Recorded data

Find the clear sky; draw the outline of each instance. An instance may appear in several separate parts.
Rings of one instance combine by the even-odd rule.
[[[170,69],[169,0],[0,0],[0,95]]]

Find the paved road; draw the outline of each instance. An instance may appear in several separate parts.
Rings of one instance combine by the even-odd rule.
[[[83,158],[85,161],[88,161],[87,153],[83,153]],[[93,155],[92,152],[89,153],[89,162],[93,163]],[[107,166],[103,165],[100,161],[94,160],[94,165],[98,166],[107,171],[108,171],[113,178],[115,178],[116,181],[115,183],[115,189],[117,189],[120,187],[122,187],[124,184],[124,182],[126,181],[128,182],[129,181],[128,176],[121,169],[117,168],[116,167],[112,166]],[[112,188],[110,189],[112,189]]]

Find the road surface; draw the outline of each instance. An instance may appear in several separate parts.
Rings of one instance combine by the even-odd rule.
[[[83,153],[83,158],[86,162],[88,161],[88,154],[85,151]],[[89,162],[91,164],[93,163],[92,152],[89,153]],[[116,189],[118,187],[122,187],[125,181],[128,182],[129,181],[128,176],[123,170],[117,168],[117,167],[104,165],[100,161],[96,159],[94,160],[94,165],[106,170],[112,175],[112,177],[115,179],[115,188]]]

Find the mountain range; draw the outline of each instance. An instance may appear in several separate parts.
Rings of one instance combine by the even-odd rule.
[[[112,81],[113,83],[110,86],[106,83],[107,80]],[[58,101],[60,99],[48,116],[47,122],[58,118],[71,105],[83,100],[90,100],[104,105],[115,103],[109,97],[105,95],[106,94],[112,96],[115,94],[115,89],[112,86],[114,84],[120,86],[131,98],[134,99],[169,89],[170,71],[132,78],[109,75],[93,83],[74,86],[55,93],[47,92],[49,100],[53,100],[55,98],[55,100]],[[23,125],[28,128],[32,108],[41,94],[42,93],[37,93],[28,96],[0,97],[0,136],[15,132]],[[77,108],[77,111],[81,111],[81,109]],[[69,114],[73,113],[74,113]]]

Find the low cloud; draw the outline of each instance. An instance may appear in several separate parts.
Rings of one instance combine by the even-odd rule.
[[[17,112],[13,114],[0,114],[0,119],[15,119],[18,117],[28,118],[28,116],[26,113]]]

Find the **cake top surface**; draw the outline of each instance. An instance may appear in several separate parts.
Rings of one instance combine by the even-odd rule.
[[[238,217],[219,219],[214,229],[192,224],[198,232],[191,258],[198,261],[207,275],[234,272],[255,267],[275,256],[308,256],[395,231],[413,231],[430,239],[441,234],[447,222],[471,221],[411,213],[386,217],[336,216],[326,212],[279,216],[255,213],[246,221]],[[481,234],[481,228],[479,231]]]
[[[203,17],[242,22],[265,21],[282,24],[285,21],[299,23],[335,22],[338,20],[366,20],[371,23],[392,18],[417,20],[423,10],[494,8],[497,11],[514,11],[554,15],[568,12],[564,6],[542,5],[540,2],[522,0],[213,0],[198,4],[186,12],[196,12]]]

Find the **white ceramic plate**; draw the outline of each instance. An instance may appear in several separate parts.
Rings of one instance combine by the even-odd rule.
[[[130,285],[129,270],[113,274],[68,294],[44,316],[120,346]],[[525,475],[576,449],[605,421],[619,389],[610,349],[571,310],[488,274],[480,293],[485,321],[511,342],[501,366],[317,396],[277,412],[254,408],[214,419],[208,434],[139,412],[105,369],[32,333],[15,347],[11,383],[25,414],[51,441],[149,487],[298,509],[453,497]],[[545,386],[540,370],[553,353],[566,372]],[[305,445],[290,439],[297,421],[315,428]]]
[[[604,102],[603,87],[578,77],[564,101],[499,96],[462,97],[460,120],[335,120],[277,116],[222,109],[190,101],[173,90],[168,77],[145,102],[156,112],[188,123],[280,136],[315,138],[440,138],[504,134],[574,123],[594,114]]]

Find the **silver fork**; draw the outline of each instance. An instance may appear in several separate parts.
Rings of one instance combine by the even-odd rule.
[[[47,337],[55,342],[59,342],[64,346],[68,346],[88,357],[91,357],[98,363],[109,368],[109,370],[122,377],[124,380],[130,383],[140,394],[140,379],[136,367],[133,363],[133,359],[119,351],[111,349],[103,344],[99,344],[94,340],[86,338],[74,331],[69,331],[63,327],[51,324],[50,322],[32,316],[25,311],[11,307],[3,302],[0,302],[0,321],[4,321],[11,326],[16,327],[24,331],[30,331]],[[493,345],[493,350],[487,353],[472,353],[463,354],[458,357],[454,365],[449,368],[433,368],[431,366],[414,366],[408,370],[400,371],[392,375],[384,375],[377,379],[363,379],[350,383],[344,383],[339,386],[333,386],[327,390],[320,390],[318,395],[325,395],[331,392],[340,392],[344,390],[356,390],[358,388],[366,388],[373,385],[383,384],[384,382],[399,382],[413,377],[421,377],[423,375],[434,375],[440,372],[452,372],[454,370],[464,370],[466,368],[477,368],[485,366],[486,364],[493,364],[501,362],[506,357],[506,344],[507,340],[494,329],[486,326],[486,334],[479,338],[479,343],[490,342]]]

## WHAT IS EXPECTED
Reproduce the items verbatim, from their beginning through the line that contains "[[[170,69],[169,0],[0,0],[0,95]]]", including both ends.

## REPLY
Find the clear sky; draw the outline of each instance. An instance may appear in several separate parts.
Rings of one instance combine by the even-odd rule.
[[[170,69],[169,0],[0,0],[0,95]]]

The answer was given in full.